Entries:

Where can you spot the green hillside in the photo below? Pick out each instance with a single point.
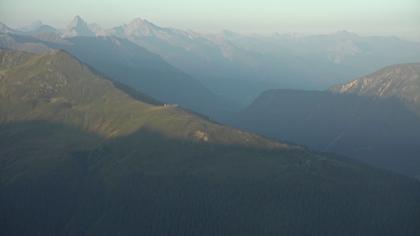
(80, 155)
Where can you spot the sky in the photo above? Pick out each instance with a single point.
(366, 17)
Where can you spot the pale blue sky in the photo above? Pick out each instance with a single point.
(368, 17)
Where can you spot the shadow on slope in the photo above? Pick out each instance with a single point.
(151, 185)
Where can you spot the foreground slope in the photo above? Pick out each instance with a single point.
(81, 155)
(123, 61)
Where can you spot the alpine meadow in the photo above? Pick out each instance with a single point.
(210, 117)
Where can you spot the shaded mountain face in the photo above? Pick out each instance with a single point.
(222, 61)
(132, 65)
(401, 82)
(374, 119)
(82, 155)
(37, 28)
(58, 88)
(238, 67)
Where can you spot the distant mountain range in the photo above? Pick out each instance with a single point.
(81, 154)
(375, 118)
(123, 61)
(222, 61)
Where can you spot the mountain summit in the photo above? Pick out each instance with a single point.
(78, 27)
(397, 81)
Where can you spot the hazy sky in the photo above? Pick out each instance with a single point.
(368, 17)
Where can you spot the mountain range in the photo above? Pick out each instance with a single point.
(259, 62)
(82, 154)
(374, 118)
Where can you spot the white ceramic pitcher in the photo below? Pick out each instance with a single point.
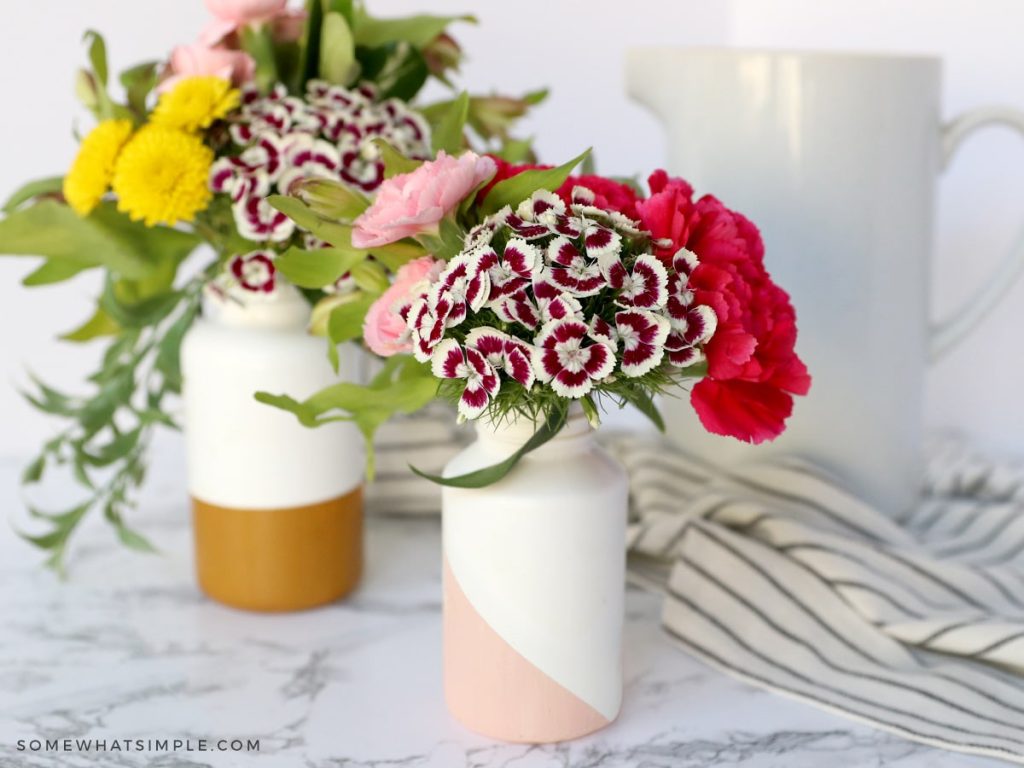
(835, 157)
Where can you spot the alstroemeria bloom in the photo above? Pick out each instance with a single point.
(254, 271)
(414, 203)
(189, 60)
(569, 359)
(451, 360)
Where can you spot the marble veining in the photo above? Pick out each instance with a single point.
(127, 648)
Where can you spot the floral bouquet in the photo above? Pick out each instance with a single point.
(535, 290)
(270, 101)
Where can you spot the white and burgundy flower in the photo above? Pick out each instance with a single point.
(427, 322)
(569, 359)
(504, 353)
(548, 302)
(258, 220)
(466, 284)
(572, 271)
(601, 242)
(514, 269)
(646, 287)
(451, 360)
(254, 271)
(642, 335)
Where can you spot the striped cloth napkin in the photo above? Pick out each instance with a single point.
(778, 577)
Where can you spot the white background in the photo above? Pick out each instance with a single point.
(577, 49)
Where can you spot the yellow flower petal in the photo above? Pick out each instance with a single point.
(90, 174)
(161, 176)
(195, 102)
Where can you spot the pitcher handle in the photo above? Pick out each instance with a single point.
(954, 328)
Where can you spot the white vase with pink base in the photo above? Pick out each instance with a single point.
(535, 571)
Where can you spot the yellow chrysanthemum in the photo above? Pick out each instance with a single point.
(196, 102)
(90, 174)
(161, 176)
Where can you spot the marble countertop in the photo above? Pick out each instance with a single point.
(127, 648)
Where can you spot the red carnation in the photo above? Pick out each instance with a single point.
(753, 370)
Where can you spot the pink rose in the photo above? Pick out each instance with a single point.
(384, 329)
(413, 203)
(189, 60)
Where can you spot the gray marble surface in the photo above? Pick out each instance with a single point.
(127, 648)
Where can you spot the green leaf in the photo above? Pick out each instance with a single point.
(642, 401)
(418, 30)
(168, 360)
(51, 185)
(320, 267)
(448, 132)
(333, 200)
(337, 53)
(100, 324)
(117, 449)
(489, 475)
(97, 55)
(258, 43)
(516, 151)
(513, 190)
(51, 271)
(371, 276)
(345, 323)
(402, 387)
(337, 235)
(394, 255)
(394, 162)
(138, 82)
(103, 239)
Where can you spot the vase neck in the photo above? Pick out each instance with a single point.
(284, 309)
(513, 432)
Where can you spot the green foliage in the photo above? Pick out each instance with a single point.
(330, 199)
(448, 130)
(40, 187)
(318, 267)
(394, 162)
(109, 430)
(513, 190)
(417, 30)
(104, 239)
(337, 52)
(488, 475)
(258, 43)
(403, 386)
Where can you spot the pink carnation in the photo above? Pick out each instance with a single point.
(190, 60)
(414, 203)
(385, 329)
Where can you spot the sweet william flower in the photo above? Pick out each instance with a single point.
(386, 326)
(571, 360)
(415, 203)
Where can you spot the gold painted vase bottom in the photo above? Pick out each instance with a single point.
(280, 559)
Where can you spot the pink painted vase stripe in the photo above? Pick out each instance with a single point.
(494, 690)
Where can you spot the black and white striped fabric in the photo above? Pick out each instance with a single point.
(778, 577)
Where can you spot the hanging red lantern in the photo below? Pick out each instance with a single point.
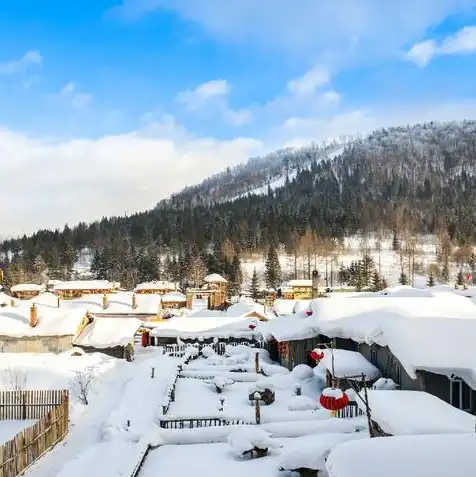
(317, 354)
(333, 399)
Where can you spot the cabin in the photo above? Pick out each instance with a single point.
(214, 292)
(421, 343)
(174, 300)
(25, 291)
(77, 288)
(111, 336)
(39, 329)
(155, 287)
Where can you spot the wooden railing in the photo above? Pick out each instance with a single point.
(51, 408)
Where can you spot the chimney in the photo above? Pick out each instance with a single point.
(315, 284)
(33, 315)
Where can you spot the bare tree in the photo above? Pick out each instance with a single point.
(82, 383)
(16, 378)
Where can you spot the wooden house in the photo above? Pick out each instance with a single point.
(174, 300)
(39, 329)
(155, 287)
(24, 291)
(77, 288)
(111, 336)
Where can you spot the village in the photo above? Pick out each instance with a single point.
(303, 381)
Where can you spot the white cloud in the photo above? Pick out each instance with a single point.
(51, 183)
(203, 94)
(28, 60)
(214, 96)
(343, 31)
(310, 81)
(463, 42)
(75, 99)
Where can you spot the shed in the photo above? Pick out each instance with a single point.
(111, 336)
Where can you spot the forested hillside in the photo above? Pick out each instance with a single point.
(414, 179)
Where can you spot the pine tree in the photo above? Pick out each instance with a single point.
(273, 269)
(254, 285)
(403, 279)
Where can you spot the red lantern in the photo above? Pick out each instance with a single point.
(333, 399)
(317, 355)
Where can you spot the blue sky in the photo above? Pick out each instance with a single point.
(154, 94)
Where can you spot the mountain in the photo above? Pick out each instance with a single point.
(409, 180)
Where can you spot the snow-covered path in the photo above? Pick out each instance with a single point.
(100, 443)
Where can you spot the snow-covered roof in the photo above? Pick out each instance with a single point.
(348, 364)
(156, 285)
(214, 278)
(416, 412)
(86, 285)
(15, 322)
(174, 297)
(405, 456)
(290, 328)
(108, 332)
(27, 287)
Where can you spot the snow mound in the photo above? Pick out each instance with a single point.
(303, 403)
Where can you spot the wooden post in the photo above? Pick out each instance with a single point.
(257, 397)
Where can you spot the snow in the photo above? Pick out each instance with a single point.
(10, 428)
(85, 285)
(245, 439)
(27, 287)
(214, 278)
(405, 456)
(108, 332)
(15, 322)
(416, 412)
(313, 452)
(156, 285)
(346, 364)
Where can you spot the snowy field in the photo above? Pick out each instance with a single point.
(9, 429)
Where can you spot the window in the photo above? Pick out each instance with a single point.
(398, 374)
(373, 356)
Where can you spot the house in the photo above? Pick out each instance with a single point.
(435, 455)
(395, 413)
(23, 291)
(39, 330)
(214, 292)
(78, 288)
(159, 287)
(174, 300)
(422, 343)
(111, 336)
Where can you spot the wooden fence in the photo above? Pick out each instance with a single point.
(51, 408)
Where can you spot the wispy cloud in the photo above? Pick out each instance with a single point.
(28, 60)
(73, 98)
(462, 42)
(214, 95)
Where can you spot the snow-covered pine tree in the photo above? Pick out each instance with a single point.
(254, 285)
(273, 269)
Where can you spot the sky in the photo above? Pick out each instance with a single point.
(108, 106)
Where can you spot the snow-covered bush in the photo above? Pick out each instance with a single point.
(303, 403)
(386, 384)
(208, 351)
(302, 372)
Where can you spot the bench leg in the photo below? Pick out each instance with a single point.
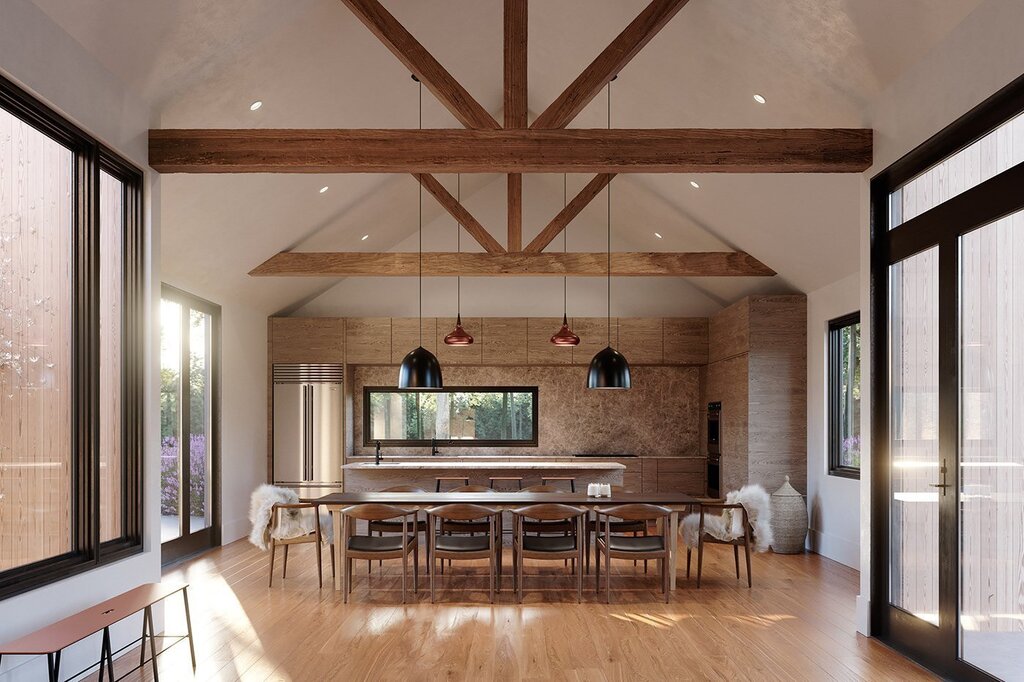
(153, 644)
(192, 643)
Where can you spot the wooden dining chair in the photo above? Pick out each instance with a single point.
(459, 547)
(384, 547)
(620, 527)
(547, 547)
(311, 537)
(631, 547)
(744, 541)
(381, 527)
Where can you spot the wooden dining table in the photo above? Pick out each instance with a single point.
(677, 502)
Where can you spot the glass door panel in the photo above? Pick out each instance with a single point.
(913, 428)
(991, 392)
(170, 420)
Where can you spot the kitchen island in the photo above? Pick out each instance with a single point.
(366, 475)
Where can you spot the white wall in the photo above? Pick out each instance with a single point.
(980, 56)
(834, 502)
(37, 54)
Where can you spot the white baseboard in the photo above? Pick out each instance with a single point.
(834, 547)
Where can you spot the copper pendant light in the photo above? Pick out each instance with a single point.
(565, 336)
(609, 368)
(420, 369)
(459, 336)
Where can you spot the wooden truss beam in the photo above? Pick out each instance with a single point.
(330, 264)
(568, 151)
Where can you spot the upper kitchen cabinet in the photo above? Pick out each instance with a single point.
(307, 339)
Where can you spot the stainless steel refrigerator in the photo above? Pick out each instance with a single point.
(308, 423)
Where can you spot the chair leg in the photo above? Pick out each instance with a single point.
(273, 548)
(699, 559)
(750, 579)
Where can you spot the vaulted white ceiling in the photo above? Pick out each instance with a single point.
(202, 62)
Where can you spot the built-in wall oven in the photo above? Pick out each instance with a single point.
(715, 450)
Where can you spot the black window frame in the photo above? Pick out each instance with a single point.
(87, 552)
(836, 327)
(452, 442)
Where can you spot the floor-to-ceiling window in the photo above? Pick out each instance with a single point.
(70, 348)
(948, 328)
(189, 351)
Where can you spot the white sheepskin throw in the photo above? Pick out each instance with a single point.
(729, 524)
(291, 522)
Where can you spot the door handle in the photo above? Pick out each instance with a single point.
(943, 484)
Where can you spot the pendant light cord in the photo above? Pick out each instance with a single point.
(609, 227)
(421, 225)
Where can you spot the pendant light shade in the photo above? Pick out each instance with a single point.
(420, 371)
(459, 336)
(565, 336)
(608, 370)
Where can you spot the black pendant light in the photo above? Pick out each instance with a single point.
(459, 336)
(608, 369)
(420, 369)
(565, 337)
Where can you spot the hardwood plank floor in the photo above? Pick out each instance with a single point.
(796, 624)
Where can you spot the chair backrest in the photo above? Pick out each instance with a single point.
(550, 512)
(542, 488)
(636, 512)
(376, 512)
(462, 512)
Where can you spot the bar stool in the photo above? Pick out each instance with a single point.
(462, 480)
(571, 479)
(551, 548)
(516, 479)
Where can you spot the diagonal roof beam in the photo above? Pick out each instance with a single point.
(571, 210)
(409, 50)
(608, 64)
(459, 212)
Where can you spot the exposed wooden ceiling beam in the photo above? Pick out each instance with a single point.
(570, 211)
(515, 107)
(324, 264)
(514, 190)
(608, 64)
(409, 50)
(459, 212)
(571, 151)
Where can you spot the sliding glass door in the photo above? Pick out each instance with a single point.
(948, 381)
(188, 420)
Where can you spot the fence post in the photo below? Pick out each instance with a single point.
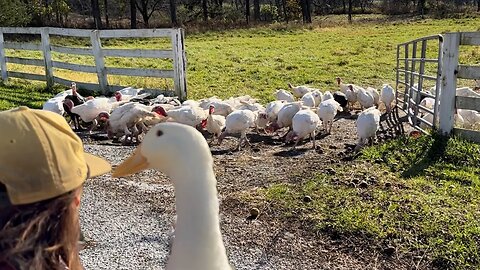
(99, 61)
(179, 64)
(47, 56)
(451, 42)
(3, 62)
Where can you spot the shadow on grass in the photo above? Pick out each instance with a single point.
(432, 154)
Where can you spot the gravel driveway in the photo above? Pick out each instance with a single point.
(129, 220)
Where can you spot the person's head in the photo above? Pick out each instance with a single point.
(42, 170)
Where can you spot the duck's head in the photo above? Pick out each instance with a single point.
(166, 147)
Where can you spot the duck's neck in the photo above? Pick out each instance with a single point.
(198, 241)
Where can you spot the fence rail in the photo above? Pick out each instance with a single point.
(449, 70)
(176, 54)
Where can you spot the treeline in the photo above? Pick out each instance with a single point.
(154, 13)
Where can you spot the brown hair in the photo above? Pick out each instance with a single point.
(42, 235)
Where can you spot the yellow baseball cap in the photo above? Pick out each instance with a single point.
(41, 157)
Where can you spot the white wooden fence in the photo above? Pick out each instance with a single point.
(176, 54)
(451, 70)
(448, 71)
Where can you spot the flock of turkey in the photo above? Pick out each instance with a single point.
(302, 109)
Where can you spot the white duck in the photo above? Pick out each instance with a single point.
(368, 122)
(170, 147)
(238, 122)
(387, 96)
(327, 111)
(283, 94)
(304, 123)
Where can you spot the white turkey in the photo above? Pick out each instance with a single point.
(327, 110)
(327, 95)
(238, 122)
(387, 96)
(126, 120)
(375, 95)
(283, 94)
(299, 91)
(285, 115)
(308, 100)
(191, 116)
(364, 97)
(304, 123)
(368, 122)
(215, 123)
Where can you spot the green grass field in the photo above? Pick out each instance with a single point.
(421, 196)
(423, 201)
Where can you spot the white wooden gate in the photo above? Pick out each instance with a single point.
(176, 54)
(412, 77)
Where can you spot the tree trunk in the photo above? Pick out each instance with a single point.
(173, 12)
(350, 11)
(107, 23)
(96, 14)
(247, 11)
(308, 5)
(205, 10)
(421, 8)
(133, 15)
(256, 10)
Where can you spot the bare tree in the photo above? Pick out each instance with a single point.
(146, 8)
(133, 14)
(173, 12)
(96, 14)
(256, 10)
(349, 11)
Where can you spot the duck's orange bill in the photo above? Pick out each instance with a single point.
(135, 163)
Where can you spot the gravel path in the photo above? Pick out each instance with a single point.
(130, 219)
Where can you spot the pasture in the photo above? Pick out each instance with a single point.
(404, 204)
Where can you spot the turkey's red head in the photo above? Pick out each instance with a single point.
(160, 110)
(211, 109)
(118, 96)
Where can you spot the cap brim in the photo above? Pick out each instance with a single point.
(96, 166)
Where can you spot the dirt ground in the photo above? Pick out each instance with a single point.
(270, 161)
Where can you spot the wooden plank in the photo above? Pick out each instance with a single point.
(3, 63)
(136, 33)
(470, 135)
(21, 30)
(70, 32)
(82, 85)
(99, 61)
(179, 64)
(468, 72)
(164, 54)
(27, 76)
(470, 38)
(68, 50)
(449, 82)
(467, 103)
(25, 61)
(74, 67)
(157, 73)
(27, 46)
(47, 56)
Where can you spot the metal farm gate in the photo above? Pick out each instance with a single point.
(419, 65)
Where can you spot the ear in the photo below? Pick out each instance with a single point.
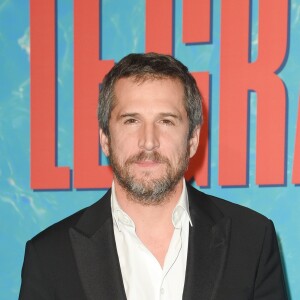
(194, 141)
(104, 142)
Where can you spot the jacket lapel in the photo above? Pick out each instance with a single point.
(207, 250)
(96, 253)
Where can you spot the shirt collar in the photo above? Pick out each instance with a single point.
(180, 210)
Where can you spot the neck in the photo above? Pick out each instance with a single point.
(152, 214)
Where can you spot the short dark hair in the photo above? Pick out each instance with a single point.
(149, 66)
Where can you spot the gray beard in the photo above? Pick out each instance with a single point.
(148, 191)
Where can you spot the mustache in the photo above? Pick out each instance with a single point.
(143, 156)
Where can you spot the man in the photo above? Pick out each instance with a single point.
(152, 236)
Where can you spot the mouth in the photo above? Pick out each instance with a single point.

Task: Starting at the line that contains "Where can you spot the man" and ending with the last line of the data, turn those lines into a numbered list with any blank lines dropped.

Written reply:
1. Where can you spot the man in the photo above? Pick out each instance with a single point.
2. (152, 236)
3. Where can you spot the mouth in the photo above? Pick out each instance with a single point.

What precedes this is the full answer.